Data for this task ->
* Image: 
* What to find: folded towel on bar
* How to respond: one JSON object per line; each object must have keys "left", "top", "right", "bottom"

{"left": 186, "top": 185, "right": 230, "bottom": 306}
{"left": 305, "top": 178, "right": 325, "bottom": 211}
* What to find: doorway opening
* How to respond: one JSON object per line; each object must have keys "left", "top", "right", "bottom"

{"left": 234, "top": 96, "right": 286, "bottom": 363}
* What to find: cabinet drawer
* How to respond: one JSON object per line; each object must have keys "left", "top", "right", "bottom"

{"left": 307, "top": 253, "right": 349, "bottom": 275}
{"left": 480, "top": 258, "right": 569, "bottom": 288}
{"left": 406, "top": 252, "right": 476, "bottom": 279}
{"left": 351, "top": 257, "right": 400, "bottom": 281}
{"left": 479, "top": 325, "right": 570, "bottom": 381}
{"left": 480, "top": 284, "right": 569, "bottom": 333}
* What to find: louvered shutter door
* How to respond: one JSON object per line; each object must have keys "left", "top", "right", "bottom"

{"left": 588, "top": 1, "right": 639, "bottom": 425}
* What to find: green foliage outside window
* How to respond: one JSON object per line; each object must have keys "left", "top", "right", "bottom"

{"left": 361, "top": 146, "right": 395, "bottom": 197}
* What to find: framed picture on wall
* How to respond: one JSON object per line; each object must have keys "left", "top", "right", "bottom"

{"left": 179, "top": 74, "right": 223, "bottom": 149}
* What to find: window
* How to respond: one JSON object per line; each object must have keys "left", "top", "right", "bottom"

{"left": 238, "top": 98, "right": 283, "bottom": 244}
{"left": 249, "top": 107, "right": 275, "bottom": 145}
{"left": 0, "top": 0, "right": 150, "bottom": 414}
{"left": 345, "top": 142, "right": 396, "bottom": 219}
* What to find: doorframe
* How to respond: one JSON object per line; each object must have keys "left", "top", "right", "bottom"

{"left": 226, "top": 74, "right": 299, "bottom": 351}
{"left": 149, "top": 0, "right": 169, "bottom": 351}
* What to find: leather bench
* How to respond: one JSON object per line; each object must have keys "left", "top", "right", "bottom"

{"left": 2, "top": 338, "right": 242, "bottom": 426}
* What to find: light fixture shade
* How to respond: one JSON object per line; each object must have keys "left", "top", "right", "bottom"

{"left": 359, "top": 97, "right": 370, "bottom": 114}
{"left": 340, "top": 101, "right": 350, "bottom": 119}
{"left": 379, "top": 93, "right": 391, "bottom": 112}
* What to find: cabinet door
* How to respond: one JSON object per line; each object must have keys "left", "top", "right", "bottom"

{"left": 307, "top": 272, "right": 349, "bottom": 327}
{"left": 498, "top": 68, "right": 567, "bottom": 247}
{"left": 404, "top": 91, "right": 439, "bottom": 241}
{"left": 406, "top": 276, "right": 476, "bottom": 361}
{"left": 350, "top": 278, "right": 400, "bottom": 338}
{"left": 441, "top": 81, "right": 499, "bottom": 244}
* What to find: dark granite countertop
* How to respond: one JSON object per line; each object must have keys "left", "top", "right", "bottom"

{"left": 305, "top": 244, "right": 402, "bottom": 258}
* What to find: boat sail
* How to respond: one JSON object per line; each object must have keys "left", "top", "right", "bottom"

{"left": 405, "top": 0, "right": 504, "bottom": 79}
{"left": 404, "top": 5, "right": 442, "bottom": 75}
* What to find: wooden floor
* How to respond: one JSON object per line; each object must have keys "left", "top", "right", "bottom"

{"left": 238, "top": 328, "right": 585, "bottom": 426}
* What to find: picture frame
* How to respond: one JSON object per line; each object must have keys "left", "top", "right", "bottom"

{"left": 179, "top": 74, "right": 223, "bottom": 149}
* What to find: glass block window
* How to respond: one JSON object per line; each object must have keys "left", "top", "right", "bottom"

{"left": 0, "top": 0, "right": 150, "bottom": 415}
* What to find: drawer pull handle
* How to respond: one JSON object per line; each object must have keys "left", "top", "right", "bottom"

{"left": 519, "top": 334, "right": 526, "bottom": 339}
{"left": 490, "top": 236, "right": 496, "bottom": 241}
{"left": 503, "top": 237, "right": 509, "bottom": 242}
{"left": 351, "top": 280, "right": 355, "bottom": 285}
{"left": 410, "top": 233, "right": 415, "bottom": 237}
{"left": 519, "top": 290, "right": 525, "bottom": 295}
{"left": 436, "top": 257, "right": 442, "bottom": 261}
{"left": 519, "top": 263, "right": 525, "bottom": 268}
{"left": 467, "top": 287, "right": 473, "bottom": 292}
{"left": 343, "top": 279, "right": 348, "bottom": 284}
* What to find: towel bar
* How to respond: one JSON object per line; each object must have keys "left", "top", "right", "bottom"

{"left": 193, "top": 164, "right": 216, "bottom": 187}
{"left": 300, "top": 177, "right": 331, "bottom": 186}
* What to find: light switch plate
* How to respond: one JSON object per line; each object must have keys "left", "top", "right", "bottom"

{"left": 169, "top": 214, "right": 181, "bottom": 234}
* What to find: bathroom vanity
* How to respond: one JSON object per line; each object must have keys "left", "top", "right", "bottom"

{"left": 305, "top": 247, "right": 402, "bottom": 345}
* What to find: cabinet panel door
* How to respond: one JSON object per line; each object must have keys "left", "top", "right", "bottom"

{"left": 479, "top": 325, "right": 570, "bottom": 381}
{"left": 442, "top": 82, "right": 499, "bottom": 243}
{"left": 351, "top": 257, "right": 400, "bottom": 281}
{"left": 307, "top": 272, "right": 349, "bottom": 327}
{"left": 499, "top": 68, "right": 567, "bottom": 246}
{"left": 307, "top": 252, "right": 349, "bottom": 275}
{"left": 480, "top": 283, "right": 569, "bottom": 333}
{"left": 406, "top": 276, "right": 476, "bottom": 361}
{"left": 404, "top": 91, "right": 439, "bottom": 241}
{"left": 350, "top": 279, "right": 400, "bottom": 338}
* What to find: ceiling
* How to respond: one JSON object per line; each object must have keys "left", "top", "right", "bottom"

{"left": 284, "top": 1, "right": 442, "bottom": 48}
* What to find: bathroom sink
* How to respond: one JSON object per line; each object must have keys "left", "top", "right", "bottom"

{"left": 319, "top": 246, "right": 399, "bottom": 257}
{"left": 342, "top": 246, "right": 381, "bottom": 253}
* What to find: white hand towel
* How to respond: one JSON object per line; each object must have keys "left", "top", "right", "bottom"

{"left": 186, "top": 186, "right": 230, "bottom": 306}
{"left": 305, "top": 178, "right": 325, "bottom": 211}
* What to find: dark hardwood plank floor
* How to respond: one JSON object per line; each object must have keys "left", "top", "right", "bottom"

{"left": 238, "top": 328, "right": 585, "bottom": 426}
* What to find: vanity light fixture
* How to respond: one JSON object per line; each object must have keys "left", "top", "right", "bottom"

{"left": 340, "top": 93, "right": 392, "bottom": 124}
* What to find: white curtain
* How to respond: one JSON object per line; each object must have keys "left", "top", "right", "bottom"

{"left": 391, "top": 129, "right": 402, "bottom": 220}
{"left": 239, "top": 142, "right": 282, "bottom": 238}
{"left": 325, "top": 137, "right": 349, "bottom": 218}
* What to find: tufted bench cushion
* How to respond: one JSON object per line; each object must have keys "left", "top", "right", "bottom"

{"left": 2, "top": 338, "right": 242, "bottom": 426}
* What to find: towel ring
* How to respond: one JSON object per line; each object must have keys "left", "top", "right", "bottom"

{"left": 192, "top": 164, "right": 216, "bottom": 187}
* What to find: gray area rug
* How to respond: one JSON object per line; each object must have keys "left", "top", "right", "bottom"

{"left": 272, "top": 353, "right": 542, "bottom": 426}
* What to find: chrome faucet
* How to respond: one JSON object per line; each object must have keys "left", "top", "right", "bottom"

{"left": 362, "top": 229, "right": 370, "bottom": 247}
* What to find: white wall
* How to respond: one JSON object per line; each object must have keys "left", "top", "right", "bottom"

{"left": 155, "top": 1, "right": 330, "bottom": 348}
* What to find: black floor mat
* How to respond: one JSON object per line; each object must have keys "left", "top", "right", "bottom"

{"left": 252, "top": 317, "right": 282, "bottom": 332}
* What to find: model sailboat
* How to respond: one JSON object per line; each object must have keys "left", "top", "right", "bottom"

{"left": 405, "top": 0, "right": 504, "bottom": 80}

Your goal -> Locate and copy each line in the data above that includes the word "fixture".

Exercise response ->
* What to find: light fixture shade
* What to find: vanity light fixture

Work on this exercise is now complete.